* **Exercise instructions**
1) Turn the paragraph in the nostalgia thread that begins "I remember virtually all of that" into a short bulleted list that keeps its main facts.
2) List every musician named in the nostalgia thread.

* **Passage**
begin
I got twelve and I'm only 32.
Mark V.
P.S Until we got a new fridge 4 years ago we were still using a metal ice cube tray with the handle. Now we can get crushed ice through the door. Used to be a platic bag and a hammer was needed.
Fairy tales are more than true: not because
they tell us that dragons exist, but because
they tell us that dragons can be beaten.
Ooooh!! 17! I guess I'm older than I wanted to admit! Time for a face-lift, or some kind of tuck, or a nap, or something! Maybe just a nap -- I'm suddenly feeling very old and tired.
I remember virtually all of that but I never heard of Blackjack gum. My dad was a milk delivery man and I used to help out delivering the milk bottles. How about a hamburger, french fries and a chocolate malt after the basketball game for about 75 cents? My first record album wasn't 45s though. It was 78s. I also had some original Count Basie and Chick Webb with Ella Fitzgerald on 78s. My uncle gave them to me.
I remember my grandmother having a wring washer. And outhouses.
I would not like to trade now for then though. Now, the 70's, that might be another matter. The 70's were cool. it was befor the Moral Majority Do Gooders ruined the world and got everyone bent out of shape over pretty much nothing. (I remember when it was normal to go out and get drunk after the senior prom. Of course, now it's an OUTRAGE AND SOMETHING MUST BE DONE RIGHT NOW! I remember when "kids will be kids" and most everyone grew out of that stage,and a lot of them that didn't were given the option of going into the military, and that straightened them out. But now, pretty much any little offense IS AND OUTRAGE AND I DEMAND SOMETHING BE DONE ABOUT IT RIGHT NOW!! NO MILITARY FOR YOU! GO STRAIGHT TO ADULT PRISON WHERE YOU GET PASSED AROUND LIKE CURRANCY!! I remember you could stop by the beer joint, drink a couple, and then drive home. No big deal. Of course, now, YOU ARE A HURTLING MISSILE OF DEATH AND THAT IS AN OUTRAGE AND I DEMAND SOMETHING BE DONE ABOUT IT RIGHT NOW!!!
Hey, when we were kids, we put cherry bombs in mail boxes, bought beer under age, smoked dope, and generally did other minor stuff like that, and no body got too upset because they knew the vast majority of us would grow out of most of it, and it would be no big deal. Now, of course, we have zero tolerance, road blocks, urine test, background checks, and teach "abstinance only".
Anyone besides me NOT feel any safer or more wholesome?
I got a 14. I'm 35. Then again, I grew up in Georgia. Granted, it was in Atlanta, but whenever you went a little farther from the city you went back in time. So, although we never had metal ice cube trays with levers, I knew people who did.
end
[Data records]
begin
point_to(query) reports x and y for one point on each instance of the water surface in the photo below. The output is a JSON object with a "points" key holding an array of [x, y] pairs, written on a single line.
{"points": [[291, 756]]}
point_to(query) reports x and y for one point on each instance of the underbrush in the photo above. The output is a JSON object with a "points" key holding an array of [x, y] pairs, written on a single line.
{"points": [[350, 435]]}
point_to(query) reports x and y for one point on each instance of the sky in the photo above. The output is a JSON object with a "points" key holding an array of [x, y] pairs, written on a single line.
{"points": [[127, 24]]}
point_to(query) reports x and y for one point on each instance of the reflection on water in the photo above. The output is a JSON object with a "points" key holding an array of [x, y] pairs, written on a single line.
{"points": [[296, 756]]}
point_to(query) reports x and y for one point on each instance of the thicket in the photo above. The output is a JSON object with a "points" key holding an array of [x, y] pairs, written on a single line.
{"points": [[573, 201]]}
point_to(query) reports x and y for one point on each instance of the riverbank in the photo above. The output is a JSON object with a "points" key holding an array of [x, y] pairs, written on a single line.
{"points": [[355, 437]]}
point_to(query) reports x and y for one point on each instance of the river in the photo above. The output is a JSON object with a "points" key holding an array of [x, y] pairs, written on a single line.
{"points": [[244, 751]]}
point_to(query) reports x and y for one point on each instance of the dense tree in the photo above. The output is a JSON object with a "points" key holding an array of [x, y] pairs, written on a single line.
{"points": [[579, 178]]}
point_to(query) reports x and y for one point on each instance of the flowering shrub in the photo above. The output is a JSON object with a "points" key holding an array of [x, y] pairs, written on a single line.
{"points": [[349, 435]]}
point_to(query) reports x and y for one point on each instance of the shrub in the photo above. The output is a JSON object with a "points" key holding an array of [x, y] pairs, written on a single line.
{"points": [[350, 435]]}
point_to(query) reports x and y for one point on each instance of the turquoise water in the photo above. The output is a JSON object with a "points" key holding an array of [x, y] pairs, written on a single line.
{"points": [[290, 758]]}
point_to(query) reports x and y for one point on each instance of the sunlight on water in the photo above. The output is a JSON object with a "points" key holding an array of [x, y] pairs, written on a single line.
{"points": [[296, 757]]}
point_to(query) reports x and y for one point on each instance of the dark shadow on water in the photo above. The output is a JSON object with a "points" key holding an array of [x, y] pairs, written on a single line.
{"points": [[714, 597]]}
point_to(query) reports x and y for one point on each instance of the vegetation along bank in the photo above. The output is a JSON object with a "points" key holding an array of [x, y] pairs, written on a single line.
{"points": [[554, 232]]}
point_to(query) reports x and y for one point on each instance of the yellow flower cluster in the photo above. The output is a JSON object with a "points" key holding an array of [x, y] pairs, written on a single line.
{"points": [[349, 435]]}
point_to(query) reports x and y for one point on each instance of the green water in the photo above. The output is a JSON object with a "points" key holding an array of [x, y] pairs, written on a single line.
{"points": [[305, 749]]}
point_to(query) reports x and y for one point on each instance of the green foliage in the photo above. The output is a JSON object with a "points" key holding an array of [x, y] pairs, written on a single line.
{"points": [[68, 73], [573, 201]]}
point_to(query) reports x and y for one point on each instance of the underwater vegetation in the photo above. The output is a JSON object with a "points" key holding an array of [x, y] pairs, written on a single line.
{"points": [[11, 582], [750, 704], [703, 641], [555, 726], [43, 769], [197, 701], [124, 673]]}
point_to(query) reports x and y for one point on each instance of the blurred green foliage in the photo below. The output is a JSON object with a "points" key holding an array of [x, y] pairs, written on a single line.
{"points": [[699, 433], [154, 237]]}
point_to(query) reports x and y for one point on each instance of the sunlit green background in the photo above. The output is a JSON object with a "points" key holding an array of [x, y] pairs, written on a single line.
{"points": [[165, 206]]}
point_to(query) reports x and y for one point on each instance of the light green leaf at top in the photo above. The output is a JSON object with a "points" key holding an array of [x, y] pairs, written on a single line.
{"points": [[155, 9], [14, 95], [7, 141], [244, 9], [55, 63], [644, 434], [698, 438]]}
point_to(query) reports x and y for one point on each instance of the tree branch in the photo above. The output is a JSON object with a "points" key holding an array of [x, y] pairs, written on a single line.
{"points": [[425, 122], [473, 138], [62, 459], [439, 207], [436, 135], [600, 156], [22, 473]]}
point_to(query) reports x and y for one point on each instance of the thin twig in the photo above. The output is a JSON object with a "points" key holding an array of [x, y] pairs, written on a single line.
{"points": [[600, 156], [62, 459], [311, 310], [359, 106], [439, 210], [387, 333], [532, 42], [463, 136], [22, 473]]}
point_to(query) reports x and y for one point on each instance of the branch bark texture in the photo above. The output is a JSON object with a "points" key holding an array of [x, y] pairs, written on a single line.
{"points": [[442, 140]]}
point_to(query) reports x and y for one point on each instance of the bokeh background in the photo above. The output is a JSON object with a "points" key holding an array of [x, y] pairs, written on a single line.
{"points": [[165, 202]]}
end
* **Solutions by task**
1)
- Remembers nearly all of it but never heard of Blackjack gum.
- Dad was a milk delivery man; the writer helped deliver the milk bottles.
- A hamburger, french fries and a chocolate malt after a basketball game cost about 75 cents.
- First record album was 78s, not 45s.
- Also owned original Count Basie and Chick Webb with Ella Fitzgerald on 78s, given by an uncle.

2)
- Count Basie
- Chick Webb
- Ella Fitzgerald